- _WRITTEN INSTRUCTION_
Could you format the entries as a two-column CSV with the headers "text" and "answer", starting at the line containing "(format x=487, y=263)" and ending at the line containing "x=80, y=101"? Give one row per entry, put each field in quotes with line breaks turned into spaces, and leave the pictures out.

------------

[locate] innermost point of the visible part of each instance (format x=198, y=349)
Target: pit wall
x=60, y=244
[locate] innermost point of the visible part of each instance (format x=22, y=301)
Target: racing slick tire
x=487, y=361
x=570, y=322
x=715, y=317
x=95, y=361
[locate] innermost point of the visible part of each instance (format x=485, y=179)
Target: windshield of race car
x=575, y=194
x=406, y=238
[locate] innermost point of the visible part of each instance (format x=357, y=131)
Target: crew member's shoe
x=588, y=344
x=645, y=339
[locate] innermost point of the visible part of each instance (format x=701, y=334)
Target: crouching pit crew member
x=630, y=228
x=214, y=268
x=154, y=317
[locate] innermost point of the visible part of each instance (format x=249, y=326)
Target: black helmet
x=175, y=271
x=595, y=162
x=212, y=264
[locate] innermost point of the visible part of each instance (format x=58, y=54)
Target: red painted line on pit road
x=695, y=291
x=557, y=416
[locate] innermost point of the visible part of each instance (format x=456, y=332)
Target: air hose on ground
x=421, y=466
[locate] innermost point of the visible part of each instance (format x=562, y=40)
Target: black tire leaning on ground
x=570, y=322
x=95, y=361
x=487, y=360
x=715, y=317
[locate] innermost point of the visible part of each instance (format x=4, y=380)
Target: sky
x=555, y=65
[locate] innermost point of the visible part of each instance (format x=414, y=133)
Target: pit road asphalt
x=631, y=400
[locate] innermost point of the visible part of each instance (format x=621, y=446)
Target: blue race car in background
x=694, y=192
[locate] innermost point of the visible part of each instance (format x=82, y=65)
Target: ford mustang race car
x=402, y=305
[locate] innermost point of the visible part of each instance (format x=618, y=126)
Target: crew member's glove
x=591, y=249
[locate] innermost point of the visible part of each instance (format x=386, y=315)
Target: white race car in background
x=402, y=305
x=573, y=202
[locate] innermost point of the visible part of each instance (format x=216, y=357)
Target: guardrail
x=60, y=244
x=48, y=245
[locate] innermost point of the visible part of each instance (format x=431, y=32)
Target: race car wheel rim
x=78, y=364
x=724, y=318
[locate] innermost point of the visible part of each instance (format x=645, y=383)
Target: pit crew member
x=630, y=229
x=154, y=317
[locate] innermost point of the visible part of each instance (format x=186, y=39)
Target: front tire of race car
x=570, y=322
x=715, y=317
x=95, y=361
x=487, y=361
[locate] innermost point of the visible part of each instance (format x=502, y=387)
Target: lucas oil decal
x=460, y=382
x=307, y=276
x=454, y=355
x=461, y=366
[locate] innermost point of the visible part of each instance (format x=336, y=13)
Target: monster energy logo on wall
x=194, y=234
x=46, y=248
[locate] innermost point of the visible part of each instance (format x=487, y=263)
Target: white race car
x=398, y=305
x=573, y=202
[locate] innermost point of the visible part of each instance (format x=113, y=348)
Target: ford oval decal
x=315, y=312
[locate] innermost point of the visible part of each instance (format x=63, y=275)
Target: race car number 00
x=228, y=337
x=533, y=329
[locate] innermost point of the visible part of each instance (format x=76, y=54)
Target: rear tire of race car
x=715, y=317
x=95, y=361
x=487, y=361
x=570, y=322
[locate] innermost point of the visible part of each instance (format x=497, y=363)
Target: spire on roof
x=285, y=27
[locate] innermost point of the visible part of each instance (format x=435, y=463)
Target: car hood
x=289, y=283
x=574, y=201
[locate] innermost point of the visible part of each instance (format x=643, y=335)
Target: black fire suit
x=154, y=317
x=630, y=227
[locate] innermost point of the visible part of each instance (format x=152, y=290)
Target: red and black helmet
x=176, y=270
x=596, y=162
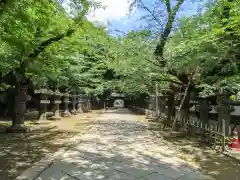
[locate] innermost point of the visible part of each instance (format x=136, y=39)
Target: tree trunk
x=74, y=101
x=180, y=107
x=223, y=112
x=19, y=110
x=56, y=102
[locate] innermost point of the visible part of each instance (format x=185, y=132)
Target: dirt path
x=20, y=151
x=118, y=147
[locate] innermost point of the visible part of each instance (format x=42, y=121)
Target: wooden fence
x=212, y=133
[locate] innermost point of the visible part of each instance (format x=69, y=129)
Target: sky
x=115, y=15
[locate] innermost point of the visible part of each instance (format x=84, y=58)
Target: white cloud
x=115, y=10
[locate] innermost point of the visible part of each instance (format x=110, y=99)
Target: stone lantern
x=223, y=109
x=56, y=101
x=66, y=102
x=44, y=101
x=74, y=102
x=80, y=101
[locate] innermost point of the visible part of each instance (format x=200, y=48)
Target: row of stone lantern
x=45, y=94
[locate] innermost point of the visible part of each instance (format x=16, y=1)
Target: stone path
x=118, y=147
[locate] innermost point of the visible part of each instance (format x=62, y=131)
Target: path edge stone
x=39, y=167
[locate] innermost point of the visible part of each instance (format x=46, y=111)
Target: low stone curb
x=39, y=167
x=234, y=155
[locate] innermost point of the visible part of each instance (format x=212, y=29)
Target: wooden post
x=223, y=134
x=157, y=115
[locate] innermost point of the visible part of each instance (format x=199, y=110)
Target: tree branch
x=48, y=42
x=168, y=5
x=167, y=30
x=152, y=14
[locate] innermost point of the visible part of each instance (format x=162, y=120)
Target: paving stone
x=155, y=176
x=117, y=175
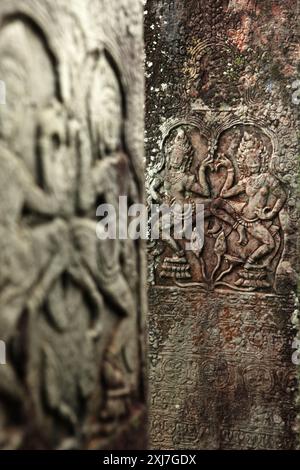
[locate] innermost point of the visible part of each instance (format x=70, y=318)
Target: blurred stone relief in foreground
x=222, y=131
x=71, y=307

------------

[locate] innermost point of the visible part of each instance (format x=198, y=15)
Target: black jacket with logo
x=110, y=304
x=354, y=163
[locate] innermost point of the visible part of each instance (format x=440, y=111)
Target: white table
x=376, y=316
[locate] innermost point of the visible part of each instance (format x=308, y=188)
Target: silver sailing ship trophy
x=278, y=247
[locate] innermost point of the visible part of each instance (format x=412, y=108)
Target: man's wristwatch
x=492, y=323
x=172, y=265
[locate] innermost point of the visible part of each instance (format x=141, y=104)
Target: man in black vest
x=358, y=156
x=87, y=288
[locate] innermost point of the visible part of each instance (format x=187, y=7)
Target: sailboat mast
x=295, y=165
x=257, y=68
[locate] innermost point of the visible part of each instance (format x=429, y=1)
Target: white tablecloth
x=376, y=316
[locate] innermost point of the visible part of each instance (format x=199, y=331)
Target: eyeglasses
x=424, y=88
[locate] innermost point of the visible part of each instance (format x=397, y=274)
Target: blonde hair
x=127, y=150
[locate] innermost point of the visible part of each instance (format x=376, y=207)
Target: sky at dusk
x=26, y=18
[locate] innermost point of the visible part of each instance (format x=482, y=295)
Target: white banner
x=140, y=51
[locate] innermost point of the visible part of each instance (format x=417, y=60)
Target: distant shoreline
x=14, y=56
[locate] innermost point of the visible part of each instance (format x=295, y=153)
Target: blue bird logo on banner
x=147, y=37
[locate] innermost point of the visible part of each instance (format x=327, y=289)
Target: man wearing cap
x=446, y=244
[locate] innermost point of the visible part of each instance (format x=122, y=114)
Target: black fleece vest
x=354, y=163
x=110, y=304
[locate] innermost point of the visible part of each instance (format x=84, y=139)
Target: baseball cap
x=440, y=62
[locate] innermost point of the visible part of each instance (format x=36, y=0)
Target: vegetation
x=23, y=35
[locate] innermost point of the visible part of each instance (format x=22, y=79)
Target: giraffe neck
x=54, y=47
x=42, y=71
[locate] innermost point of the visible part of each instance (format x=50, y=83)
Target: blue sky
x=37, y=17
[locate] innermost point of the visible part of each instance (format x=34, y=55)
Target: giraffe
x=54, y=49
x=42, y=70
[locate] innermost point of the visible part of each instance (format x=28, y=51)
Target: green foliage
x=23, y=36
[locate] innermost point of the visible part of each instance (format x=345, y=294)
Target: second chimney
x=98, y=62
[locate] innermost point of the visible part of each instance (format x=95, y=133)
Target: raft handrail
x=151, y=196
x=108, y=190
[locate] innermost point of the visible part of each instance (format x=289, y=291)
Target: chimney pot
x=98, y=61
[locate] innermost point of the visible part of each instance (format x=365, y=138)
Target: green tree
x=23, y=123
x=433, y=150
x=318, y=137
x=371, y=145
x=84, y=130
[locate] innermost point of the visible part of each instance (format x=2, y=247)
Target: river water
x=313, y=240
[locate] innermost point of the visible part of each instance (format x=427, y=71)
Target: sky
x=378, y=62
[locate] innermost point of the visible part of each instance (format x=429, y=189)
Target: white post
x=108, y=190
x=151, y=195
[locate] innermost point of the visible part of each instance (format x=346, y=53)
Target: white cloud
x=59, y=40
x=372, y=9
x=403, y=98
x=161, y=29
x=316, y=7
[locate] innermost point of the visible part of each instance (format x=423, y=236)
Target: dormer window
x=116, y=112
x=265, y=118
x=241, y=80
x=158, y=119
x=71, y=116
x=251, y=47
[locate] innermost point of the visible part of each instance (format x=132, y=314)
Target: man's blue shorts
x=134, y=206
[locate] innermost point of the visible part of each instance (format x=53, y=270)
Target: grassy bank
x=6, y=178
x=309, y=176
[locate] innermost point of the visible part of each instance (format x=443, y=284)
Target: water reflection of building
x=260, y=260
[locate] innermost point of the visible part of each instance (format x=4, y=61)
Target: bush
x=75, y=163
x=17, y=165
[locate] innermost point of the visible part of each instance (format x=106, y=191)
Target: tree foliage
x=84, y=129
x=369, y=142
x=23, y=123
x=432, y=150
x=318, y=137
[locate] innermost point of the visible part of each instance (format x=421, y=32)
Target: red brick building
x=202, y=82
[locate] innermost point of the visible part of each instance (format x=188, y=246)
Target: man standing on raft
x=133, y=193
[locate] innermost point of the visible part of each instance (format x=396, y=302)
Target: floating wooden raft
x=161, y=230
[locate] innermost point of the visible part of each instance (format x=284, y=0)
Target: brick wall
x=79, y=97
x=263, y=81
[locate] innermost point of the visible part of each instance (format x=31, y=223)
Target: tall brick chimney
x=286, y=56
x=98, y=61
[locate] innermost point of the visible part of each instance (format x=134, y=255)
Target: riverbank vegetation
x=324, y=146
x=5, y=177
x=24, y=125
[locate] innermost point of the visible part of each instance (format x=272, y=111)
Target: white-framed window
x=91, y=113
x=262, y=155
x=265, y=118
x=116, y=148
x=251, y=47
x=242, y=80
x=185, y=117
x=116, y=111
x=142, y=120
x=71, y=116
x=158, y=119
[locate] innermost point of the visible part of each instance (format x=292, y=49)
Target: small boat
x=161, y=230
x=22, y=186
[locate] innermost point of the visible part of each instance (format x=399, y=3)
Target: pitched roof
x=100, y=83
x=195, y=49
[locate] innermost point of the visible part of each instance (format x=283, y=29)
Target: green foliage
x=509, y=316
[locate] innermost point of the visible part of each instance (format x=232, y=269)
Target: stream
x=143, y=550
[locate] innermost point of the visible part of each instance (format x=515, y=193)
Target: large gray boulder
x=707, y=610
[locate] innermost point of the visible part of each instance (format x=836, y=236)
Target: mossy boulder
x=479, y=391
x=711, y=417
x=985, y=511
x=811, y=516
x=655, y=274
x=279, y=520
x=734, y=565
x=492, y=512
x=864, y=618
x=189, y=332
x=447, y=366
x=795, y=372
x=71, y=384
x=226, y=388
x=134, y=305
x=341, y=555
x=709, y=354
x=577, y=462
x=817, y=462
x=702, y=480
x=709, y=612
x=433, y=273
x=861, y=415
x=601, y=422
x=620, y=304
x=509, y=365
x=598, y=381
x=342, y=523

------------

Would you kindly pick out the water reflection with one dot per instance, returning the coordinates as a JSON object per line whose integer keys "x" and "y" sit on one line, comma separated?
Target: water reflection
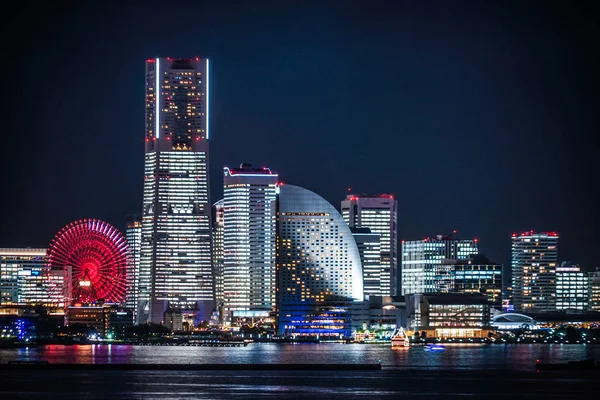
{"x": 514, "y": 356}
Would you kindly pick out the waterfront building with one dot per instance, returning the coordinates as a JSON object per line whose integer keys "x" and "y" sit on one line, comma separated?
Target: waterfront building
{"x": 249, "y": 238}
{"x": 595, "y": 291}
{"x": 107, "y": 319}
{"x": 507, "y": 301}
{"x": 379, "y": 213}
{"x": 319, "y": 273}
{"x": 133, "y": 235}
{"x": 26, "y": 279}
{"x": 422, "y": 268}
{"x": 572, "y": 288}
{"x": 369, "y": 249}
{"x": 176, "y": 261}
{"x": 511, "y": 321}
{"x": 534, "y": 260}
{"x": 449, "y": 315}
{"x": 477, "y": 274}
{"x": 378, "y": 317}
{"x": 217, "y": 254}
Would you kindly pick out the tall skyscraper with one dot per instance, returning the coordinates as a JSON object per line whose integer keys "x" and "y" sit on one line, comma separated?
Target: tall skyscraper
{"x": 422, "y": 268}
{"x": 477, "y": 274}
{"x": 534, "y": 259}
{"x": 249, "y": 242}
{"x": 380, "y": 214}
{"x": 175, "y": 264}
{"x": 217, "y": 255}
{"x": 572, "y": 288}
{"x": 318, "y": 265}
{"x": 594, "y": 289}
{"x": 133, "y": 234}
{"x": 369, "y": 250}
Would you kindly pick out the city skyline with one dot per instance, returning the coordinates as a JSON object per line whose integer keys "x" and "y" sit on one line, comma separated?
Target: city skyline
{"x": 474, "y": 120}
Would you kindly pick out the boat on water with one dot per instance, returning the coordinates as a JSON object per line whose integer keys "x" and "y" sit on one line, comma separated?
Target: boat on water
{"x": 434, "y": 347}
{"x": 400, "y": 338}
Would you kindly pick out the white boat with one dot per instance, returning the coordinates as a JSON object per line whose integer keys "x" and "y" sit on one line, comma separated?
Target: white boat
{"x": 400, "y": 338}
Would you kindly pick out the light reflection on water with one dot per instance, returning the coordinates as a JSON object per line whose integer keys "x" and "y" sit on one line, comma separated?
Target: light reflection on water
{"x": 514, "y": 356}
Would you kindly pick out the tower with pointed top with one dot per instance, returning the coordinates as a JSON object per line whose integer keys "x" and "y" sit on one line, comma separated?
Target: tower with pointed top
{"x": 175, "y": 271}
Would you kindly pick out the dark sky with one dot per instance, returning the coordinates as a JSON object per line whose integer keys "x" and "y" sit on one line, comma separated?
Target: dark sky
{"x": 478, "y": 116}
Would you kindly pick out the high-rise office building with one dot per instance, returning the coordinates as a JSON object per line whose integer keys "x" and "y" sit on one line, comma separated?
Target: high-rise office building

------------

- _COMPLETE RESPONSE_
text,answer
"[locate] innermost point of the visible part of each instance (format x=487, y=263) Target: white race car","x=398, y=305 x=573, y=202"
"[locate] innermost point of the visible part of each instance (format x=113, y=348) Target: ford oval decal","x=315, y=312"
"[locate] innermost point of the visible part of each instance (format x=63, y=275) Target: race car number 00","x=228, y=337 x=533, y=329"
"[locate] innermost point of the visible part of each instance (format x=76, y=54) Target: rear tire of race car","x=715, y=317 x=95, y=361 x=487, y=361 x=570, y=322"
"[locate] innermost point of the visible part of each instance (format x=497, y=363) Target: spire on roof","x=285, y=27"
"[locate] innermost point of the visible part of each instance (format x=435, y=463) Target: car hood","x=289, y=283 x=574, y=201"
"[locate] innermost point of the visible part of each instance (format x=643, y=335) Target: black fire suit","x=154, y=317 x=630, y=227"
"[locate] innermost point of the visible part of each instance (format x=152, y=290) Target: red and black helmet","x=176, y=270 x=596, y=162"
"[locate] innermost point of the visible part of each instance (format x=136, y=39) Target: tree trunk","x=74, y=101 x=180, y=107 x=223, y=112 x=19, y=110 x=56, y=102"
"[locate] innermost point of the visible part of each instance (format x=185, y=132) Target: dirt path","x=20, y=151 x=118, y=147"
"[locate] innermost point of the visible part of each instance (format x=42, y=121) Target: wooden fence","x=212, y=133"
"[locate] innermost point of the visible part of each instance (format x=69, y=129) Target: sky","x=115, y=15"
"[locate] innermost point of the visible part of each instance (format x=84, y=58) Target: white cloud","x=115, y=10"
"[locate] innermost point of the visible part of each instance (format x=110, y=99) Target: stone lantern","x=223, y=109 x=56, y=101 x=66, y=102 x=44, y=101 x=74, y=102 x=80, y=101"